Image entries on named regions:
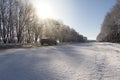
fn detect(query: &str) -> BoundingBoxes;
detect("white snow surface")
[0,43,120,80]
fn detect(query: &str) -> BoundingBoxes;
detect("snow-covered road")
[0,43,120,80]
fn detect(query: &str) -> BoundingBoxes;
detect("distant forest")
[97,0,120,43]
[0,0,86,44]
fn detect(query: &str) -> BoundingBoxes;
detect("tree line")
[97,0,120,43]
[0,0,87,44]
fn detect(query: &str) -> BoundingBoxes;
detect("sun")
[34,1,54,19]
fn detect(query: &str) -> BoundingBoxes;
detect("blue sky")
[33,0,116,39]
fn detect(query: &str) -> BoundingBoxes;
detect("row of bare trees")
[97,0,120,43]
[0,0,87,44]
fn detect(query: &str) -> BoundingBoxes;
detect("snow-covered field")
[0,43,120,80]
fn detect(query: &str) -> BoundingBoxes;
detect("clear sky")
[31,0,116,39]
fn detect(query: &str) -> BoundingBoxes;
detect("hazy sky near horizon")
[32,0,116,39]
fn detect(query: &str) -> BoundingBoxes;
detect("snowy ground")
[0,43,120,80]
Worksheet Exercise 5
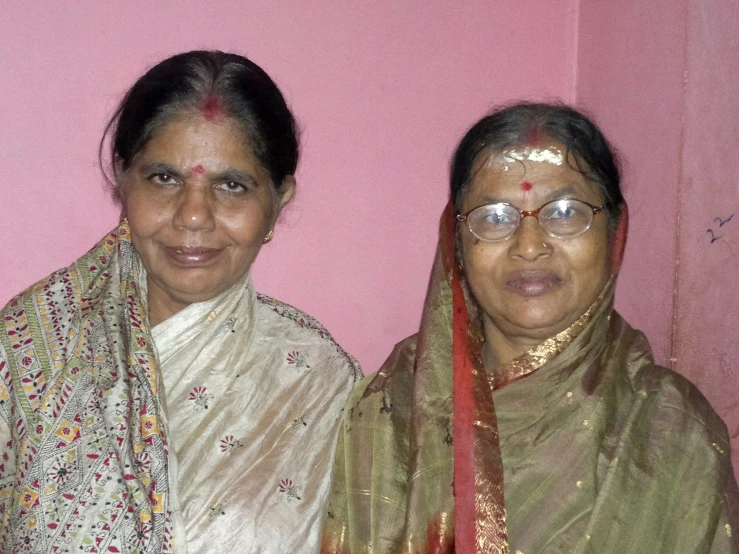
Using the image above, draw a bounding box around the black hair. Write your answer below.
[450,102,624,229]
[99,50,299,200]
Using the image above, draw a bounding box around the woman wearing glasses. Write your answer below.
[323,103,739,554]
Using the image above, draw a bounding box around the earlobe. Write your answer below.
[611,202,629,275]
[279,175,296,210]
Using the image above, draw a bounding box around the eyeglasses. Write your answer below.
[457,199,604,242]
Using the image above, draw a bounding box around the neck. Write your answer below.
[482,317,542,371]
[146,278,188,327]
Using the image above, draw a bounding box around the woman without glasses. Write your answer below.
[323,103,739,554]
[0,52,358,553]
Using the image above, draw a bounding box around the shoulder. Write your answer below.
[256,293,362,381]
[632,364,728,442]
[632,364,732,478]
[347,335,418,417]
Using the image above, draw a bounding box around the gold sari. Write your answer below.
[322,206,739,554]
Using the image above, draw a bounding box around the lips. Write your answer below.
[505,269,564,297]
[164,246,222,267]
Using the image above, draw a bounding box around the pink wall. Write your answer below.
[0,0,576,371]
[577,0,687,364]
[673,0,739,471]
[577,0,739,475]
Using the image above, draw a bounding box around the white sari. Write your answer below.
[150,277,359,554]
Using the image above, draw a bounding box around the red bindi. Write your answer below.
[202,96,223,121]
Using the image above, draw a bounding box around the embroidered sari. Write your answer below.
[322,206,739,554]
[0,224,358,554]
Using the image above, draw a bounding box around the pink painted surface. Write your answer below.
[673,0,739,470]
[577,0,687,365]
[576,0,739,476]
[0,0,576,371]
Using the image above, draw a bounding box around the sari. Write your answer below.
[322,206,739,554]
[0,223,358,554]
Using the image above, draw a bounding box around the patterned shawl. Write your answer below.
[322,206,739,554]
[0,224,177,553]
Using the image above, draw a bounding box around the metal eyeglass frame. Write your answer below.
[456,198,605,242]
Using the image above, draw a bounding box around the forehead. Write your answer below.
[464,141,601,205]
[142,115,255,163]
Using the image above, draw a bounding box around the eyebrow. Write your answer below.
[139,162,182,179]
[481,185,577,205]
[212,169,259,187]
[139,162,259,187]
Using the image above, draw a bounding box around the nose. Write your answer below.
[508,216,552,262]
[172,186,215,231]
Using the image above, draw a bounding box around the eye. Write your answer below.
[484,210,513,225]
[547,202,578,219]
[149,173,176,185]
[217,181,248,193]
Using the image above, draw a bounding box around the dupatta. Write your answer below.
[0,223,174,554]
[322,204,509,554]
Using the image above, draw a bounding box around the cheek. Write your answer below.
[462,237,503,297]
[123,191,164,238]
[224,203,271,245]
[567,235,608,284]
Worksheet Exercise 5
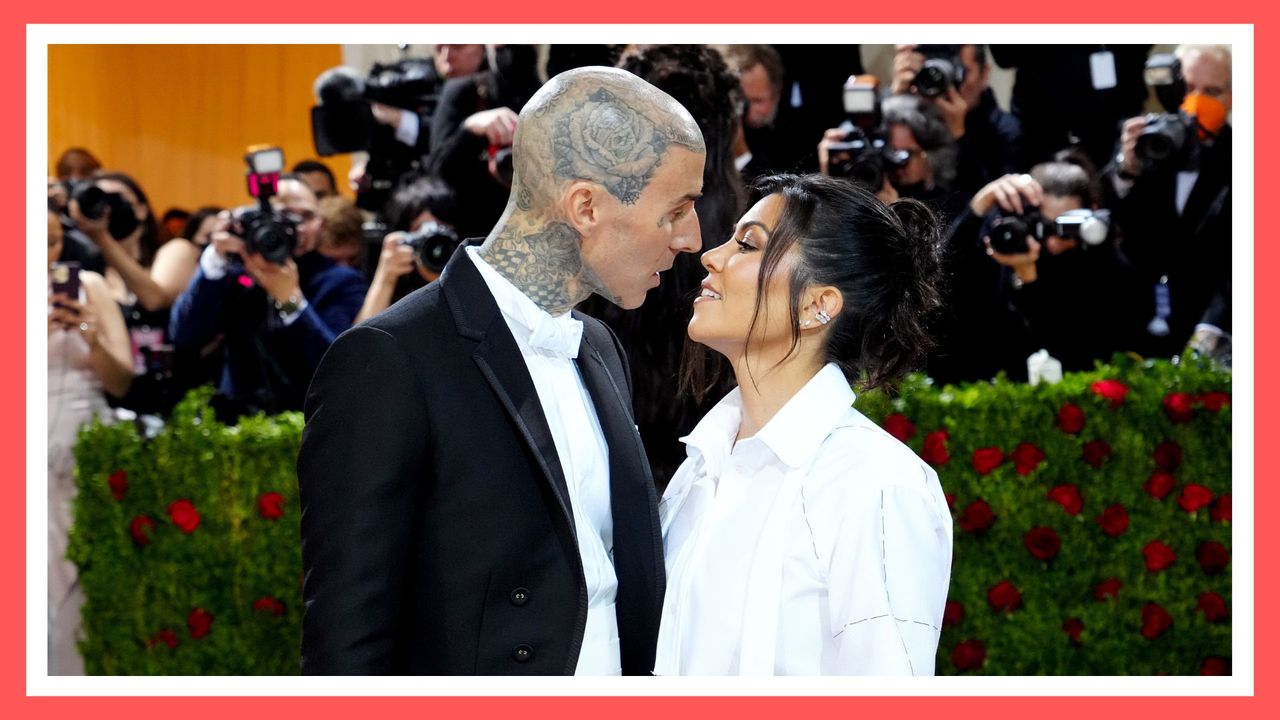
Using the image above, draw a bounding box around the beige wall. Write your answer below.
[49,45,351,215]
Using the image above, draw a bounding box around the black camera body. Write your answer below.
[911,45,964,97]
[67,181,141,240]
[228,147,301,265]
[401,223,462,274]
[827,122,911,192]
[1134,111,1196,167]
[987,208,1111,255]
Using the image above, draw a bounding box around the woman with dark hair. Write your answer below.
[654,176,951,675]
[581,45,746,491]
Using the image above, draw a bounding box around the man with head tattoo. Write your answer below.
[298,68,707,675]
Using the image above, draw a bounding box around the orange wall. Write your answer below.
[49,45,351,217]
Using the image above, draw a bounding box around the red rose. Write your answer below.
[257,492,284,520]
[1089,380,1129,410]
[987,580,1023,612]
[187,607,214,641]
[1197,391,1231,413]
[1098,503,1129,537]
[1178,483,1213,512]
[106,470,129,500]
[1093,578,1124,602]
[1080,439,1111,468]
[129,515,156,544]
[1152,439,1183,473]
[884,413,915,442]
[973,447,1005,475]
[942,600,964,625]
[1196,592,1226,623]
[253,597,284,618]
[960,500,996,533]
[920,430,951,465]
[1057,402,1084,436]
[1010,442,1044,475]
[1162,392,1192,425]
[1023,520,1062,561]
[1142,470,1175,500]
[1201,655,1231,675]
[1196,541,1231,575]
[1062,618,1084,644]
[1208,493,1231,523]
[951,641,987,673]
[1142,541,1178,573]
[1142,602,1174,641]
[169,500,200,534]
[1142,541,1178,573]
[147,628,178,650]
[1047,486,1084,515]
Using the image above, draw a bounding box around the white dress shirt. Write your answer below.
[654,364,951,675]
[467,247,622,675]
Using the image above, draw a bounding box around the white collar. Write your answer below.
[467,245,582,359]
[680,363,856,468]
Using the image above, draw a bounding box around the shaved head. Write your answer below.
[511,68,707,211]
[480,68,707,315]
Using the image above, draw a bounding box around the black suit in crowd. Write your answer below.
[298,240,666,675]
[1106,126,1231,356]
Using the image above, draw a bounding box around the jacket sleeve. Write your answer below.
[284,270,369,370]
[298,325,428,675]
[169,268,236,347]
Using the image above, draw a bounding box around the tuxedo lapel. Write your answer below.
[438,245,577,538]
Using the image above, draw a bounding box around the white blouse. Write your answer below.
[654,364,951,675]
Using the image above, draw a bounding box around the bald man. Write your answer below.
[298,68,707,675]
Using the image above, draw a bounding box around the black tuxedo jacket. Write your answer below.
[298,249,666,675]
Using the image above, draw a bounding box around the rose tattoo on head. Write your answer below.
[552,88,671,205]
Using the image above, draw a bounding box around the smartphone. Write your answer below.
[50,263,79,301]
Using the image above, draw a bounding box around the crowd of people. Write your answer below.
[49,45,1231,669]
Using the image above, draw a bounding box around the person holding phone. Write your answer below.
[49,209,133,675]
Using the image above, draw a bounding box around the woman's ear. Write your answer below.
[800,286,845,327]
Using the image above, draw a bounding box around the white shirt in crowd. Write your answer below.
[467,247,622,675]
[654,364,951,675]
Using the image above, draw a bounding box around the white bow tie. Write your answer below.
[529,313,582,360]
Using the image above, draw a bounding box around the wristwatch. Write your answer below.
[273,295,302,315]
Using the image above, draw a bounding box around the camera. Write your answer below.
[401,223,462,274]
[827,76,910,192]
[229,147,301,265]
[64,181,141,240]
[1134,113,1196,165]
[911,45,964,97]
[311,54,439,211]
[987,208,1111,255]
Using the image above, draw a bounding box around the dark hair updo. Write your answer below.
[686,174,942,392]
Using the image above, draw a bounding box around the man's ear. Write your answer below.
[561,181,605,236]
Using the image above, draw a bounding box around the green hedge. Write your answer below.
[68,356,1231,675]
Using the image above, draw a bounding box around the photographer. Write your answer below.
[169,176,366,415]
[1107,45,1231,357]
[426,45,541,237]
[890,45,1024,195]
[969,151,1146,372]
[356,177,458,323]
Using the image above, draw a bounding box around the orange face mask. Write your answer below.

### WRITTEN TASK
Repeat every line of the data above without any changes, but leave out the pictures.

### ANSWER IN FULL
fn detect(query: &str) -> BoundingBoxes;
detect("white snow surface")
[0,43,120,80]
fn detect(query: &str) -> BoundingBoxes;
detect("snow-covered road")
[0,43,120,80]
fn detect(query: &str) -> BoundingBoxes;
detect("distant forest")
[97,0,120,43]
[0,0,86,44]
fn detect(query: &str) -> BoundingBoxes;
detect("tree line")
[97,0,120,43]
[0,0,87,44]
fn detect(query: &str) -> BoundingBoxes;
detect("sun")
[34,1,54,19]
fn detect(query: &str) -> BoundingBoxes;
detect("blue sky")
[33,0,116,39]
fn detect(query: &str) -> BoundingBoxes;
detect("row of bare trees")
[97,0,120,43]
[0,0,87,44]
fn detect(query: &str) -> BoundingBoxes;
detect("snow-covered field")
[0,43,120,80]
fn detect(query: &str) -> BoundingBoxes;
detect("clear sky")
[31,0,116,39]
fn detect(query: &str) -> BoundingBoxes;
detect("hazy sky near horizon")
[32,0,116,39]
fn detect(query: &str) -> BoundingBoxes;
detect("snowy ground")
[0,43,120,80]
Worksheet Exercise 5
Using the image above, draw a bounding box around the black hair. Write your answer below.
[450,102,624,229]
[99,50,299,200]
Using the image above, draw a bounding box around the woman wearing glasses. Write your answer below.
[323,103,739,554]
Using the image above, draw a bounding box around the earlobe. Write your answer below.
[611,202,629,275]
[279,175,296,210]
Using the image above, draw a bounding box around the eyeglasses. Write your answer below.
[457,199,604,242]
Using the image above, draw a bounding box around the neck. Write your answer below.
[482,317,542,371]
[146,278,188,327]
Using the image above, draw a bounding box around the woman without glasses. Write your answer below.
[323,103,739,554]
[0,52,358,553]
Using the image above, draw a bounding box around the shoulder. Write your answer below.
[256,293,362,381]
[632,364,728,442]
[632,364,732,478]
[347,335,418,417]
Using the image above, draw a bounding box around the gold sari. Write your answer below.
[322,206,739,554]
Using the image above, draw a bounding box around the lips. Write your answer below.
[505,269,564,297]
[164,246,222,267]
Using the image above, draw a bounding box around the pink wall. Write your answer below.
[0,0,576,371]
[577,0,687,364]
[673,0,739,471]
[577,0,739,475]
Using the image above, draw a bounding box around the white sari. Write your answer below.
[150,277,359,554]
Using the image above, draw a bounding box around the red bindi. Write your answer below.
[202,96,223,121]
Using the image above, draw a bounding box around the embroidered sari. Write your answer below.
[322,206,739,554]
[0,224,358,554]
Using the image above, draw a bounding box around the pink painted surface. Write your answer below.
[673,0,739,470]
[577,0,687,365]
[576,0,739,476]
[0,0,576,371]
Using the image above, draw a bounding box around the sari. Write your answer below.
[322,206,739,554]
[0,223,358,554]
Using the image above, draw a bounding box around the patterned shawl. Write your answer below.
[322,206,739,554]
[0,224,177,553]
Using the image above, draw a bounding box around the metal eyeglass frame. Write your answer below.
[456,198,605,242]
Using the image above, draw a bounding box around the forehead. Write your answer below.
[464,141,601,205]
[142,115,255,163]
Using the image above, draw a bounding box around the eyebrow. Write your answer below.
[139,162,182,179]
[481,185,577,205]
[212,169,259,187]
[139,162,259,187]
Using the image above, draw a bounding box around the nose. Write your answer below.
[508,216,552,262]
[172,186,215,231]
Using the image above, draw a bounding box around the eye. Write your answer below.
[484,210,513,225]
[547,202,578,219]
[149,173,176,185]
[217,181,248,193]
Using the image above, draw a bounding box around the dupatta. Write your answer below.
[0,223,174,554]
[322,204,509,554]
Using the image above, draw a bounding box around the cheek. Write your answer below.
[462,237,503,297]
[123,191,164,238]
[224,203,271,245]
[567,235,608,284]
Worksheet Exercise 5
Using the image above, draw a bounding box around the beige wall. Write your answer below.
[49,45,351,215]
Using the image above, draw a bounding box around the black camera body. Write your answer below.
[911,45,964,97]
[67,181,141,240]
[228,147,301,265]
[401,223,462,274]
[827,122,911,192]
[1134,111,1196,167]
[987,208,1111,255]
Using the image above, draw a bounding box around the woman with dark hair. Write your answer below.
[654,176,951,675]
[581,45,746,491]
Using the image above, draw a bounding box around the man with head tattoo. Write your answer below.
[298,68,707,675]
Using the image above, draw a bounding box around the orange wall. Write your answer below.
[49,45,351,217]
Using the image above, draw a bounding box around the red rose. Write your answer below.
[257,492,284,520]
[1089,380,1129,410]
[987,580,1023,612]
[187,607,214,641]
[1197,391,1231,413]
[1098,503,1129,537]
[1178,483,1213,512]
[106,470,129,500]
[1093,578,1124,602]
[1080,439,1111,468]
[129,515,156,544]
[1152,439,1183,473]
[884,413,915,442]
[973,447,1005,475]
[942,600,964,625]
[1196,592,1226,623]
[253,597,284,618]
[960,500,996,533]
[920,430,951,465]
[1057,402,1084,436]
[1010,442,1044,475]
[1162,392,1192,425]
[1023,520,1062,561]
[1142,470,1175,500]
[1201,655,1231,675]
[1196,541,1231,575]
[1062,618,1084,644]
[1208,493,1231,523]
[951,641,987,673]
[1142,541,1178,573]
[1142,602,1174,641]
[169,500,200,534]
[1142,541,1178,573]
[147,628,178,650]
[1047,486,1084,515]
Using the image above, draw a bounding box around the white dress shirt. Write your answer below.
[654,364,951,675]
[467,247,622,675]
Using the image above, draw a bounding box around the white collar. Write your answer below.
[467,245,582,359]
[680,363,856,468]
Using the image above, draw a bounding box around the shaved head. Write your answer below.
[511,68,707,211]
[480,68,707,315]
Using the image above, draw a bounding box around the black suit in crowd. Write your answer below.
[298,240,666,675]
[1106,126,1231,356]
Using the image above, draw a bounding box around the jacket sleeve. Write your answer below.
[284,270,369,370]
[298,325,428,675]
[169,268,236,347]
Using the image above, draw a bounding box around the tuxedo lapel. Write your answer below.
[438,245,577,538]
Using the image above, draw a bounding box around the white blouse. Write your answer below.
[654,364,951,675]
Using the image above, draw a bounding box around the bald man. Write your answer below.
[298,68,707,675]
Using the image above, draw a bounding box around the black tuxedo jacket. Write your answer below.
[298,249,666,675]
Using the image above, draw a bounding box around the rose tattoo on head. Write your answer below.
[552,88,671,205]
Using the image above, draw a bounding box around the smartphone. Write your answer below.
[50,263,79,301]
Using the image above, draw a bounding box around the crowd of people. Write your answer below.
[49,45,1231,669]
Using the image above, draw a bounding box around the person holding phone. Write your answer below.
[49,209,133,675]
Using the image above, draw a bounding box around the woman's ear. Write your answer below.
[800,286,845,327]
Using the image above, draw a bounding box around the white shirt in crowd. Write your answer below.
[467,247,622,675]
[654,364,951,675]
Using the image above, draw a bounding box around the white bow tie. Write your answer below.
[529,313,582,360]
Using the image above, draw a bounding box around the wristwatch. Write your answer below.
[273,295,302,315]
Using the image above, draw a bounding box around the camera. Write your answer below.
[401,223,462,274]
[827,76,910,192]
[229,147,301,265]
[64,181,141,240]
[1134,113,1196,165]
[911,45,964,97]
[311,54,439,211]
[987,208,1111,255]
Using the image above, draw a bounding box around the dark hair updo. Write your answer below.
[686,174,942,392]
Using the image above, draw a bounding box around the man's ear. Write your answer below.
[561,181,605,236]
Using the image above, draw a bounding box around the green hedge. Write your answer below.
[68,356,1231,675]
Using the image above, draw a bounding box around the photographer. Write your answer below.
[169,176,366,415]
[1107,45,1231,357]
[426,45,541,237]
[890,45,1024,195]
[969,151,1146,372]
[356,177,458,323]
Using the image above, draw a bounding box around the orange face mask. Write your answer below.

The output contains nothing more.